◆ **STATED PROBLEM**: Gather every line in the records below that contains the string "ceramic", matching case exactly.

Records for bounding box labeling
· · · · · · ·

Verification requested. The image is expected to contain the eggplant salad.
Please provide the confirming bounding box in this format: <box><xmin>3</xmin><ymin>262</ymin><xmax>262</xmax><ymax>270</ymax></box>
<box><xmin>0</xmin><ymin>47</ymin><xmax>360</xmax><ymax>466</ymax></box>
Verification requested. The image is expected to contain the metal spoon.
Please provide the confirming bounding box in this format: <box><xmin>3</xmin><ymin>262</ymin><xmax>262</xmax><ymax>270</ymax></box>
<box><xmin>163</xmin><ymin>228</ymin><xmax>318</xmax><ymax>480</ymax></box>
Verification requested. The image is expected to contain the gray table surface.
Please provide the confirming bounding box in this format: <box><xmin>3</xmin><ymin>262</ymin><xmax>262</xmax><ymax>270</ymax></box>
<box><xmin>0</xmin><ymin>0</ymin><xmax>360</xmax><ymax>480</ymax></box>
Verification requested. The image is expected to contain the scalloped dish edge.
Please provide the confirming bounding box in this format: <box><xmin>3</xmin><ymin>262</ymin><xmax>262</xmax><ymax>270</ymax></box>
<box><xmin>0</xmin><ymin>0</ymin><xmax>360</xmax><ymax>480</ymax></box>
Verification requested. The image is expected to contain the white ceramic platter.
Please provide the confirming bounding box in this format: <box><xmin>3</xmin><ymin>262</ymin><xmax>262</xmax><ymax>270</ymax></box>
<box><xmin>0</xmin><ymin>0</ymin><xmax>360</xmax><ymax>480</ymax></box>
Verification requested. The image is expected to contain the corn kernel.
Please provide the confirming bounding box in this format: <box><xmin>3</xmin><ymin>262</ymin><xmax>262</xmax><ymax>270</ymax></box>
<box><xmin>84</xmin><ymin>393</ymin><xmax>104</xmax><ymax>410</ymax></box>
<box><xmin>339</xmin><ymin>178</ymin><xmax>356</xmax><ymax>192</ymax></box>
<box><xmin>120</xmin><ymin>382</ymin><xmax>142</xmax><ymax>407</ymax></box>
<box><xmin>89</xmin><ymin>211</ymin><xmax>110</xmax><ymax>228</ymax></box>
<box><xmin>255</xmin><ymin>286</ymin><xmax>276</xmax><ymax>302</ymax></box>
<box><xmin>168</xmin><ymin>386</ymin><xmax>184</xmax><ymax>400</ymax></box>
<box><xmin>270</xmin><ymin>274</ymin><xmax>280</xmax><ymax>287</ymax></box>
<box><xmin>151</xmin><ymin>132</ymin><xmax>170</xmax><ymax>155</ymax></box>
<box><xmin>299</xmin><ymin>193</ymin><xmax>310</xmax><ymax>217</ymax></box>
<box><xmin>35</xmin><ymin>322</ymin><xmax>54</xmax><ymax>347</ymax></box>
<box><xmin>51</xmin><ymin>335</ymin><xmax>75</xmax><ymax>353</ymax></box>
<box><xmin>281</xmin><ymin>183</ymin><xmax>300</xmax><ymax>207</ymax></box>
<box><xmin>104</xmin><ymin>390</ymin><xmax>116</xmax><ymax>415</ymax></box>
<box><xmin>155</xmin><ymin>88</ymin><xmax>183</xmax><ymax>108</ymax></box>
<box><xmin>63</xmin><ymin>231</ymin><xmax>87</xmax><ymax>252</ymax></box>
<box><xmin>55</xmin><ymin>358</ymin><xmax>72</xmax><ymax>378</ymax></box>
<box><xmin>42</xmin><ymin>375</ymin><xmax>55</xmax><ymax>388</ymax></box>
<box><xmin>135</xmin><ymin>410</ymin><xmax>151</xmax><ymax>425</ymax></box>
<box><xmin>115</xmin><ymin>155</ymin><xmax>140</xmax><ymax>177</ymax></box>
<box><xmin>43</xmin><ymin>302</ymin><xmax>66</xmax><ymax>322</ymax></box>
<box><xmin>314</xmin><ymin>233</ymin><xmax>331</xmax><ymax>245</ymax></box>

· · · · · · ·

◆ **EXERCISE ANSWER**:
Verification requested. The image is expected to contain the white ceramic platter.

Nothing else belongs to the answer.